WHAT IS BEING ASKED: This exercise calls for the line with "Each instance receives one point. Annotate the stack", the line with "Each instance receives one point. Annotate the market", and all lines between them in the material below, output exactly and with no other lines.

● ● ● ● ● ● ●

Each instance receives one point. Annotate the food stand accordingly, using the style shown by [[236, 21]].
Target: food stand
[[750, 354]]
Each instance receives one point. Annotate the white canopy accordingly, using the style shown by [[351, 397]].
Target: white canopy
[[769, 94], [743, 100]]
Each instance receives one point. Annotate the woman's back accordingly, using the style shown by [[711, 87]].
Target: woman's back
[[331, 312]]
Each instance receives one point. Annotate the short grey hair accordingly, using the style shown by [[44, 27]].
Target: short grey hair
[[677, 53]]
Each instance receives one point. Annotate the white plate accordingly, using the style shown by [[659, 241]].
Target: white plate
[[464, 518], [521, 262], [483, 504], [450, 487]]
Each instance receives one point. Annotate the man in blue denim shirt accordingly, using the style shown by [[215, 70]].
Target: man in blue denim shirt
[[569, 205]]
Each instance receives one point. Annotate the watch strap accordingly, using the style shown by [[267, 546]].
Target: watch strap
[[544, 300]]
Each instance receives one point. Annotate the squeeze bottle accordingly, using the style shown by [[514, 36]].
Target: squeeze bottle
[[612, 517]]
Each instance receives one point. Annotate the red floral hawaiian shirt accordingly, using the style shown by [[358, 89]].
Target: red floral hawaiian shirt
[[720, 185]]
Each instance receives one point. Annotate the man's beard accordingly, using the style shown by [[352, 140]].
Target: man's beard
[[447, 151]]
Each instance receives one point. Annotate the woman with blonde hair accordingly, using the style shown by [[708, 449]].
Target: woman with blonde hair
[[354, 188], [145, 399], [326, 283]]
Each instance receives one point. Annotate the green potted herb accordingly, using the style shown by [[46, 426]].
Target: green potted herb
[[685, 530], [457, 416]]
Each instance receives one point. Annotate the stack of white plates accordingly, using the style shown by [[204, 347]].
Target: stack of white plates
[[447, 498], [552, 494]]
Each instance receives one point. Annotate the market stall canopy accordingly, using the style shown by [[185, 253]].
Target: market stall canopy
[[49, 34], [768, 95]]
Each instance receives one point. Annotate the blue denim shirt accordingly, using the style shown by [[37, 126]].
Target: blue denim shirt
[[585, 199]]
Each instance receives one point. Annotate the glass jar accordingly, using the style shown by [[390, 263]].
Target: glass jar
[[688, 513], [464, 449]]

● ● ● ● ● ● ●

ANSWER AREA:
Each instance receives one point. Annotate the stack of white plates accordingly, using the style shown by [[204, 347]].
Target: stack of white plates
[[447, 498], [552, 494]]
Each instance receives one point. Annotate the market stall canopy accordingly, using the style shown by [[185, 253]].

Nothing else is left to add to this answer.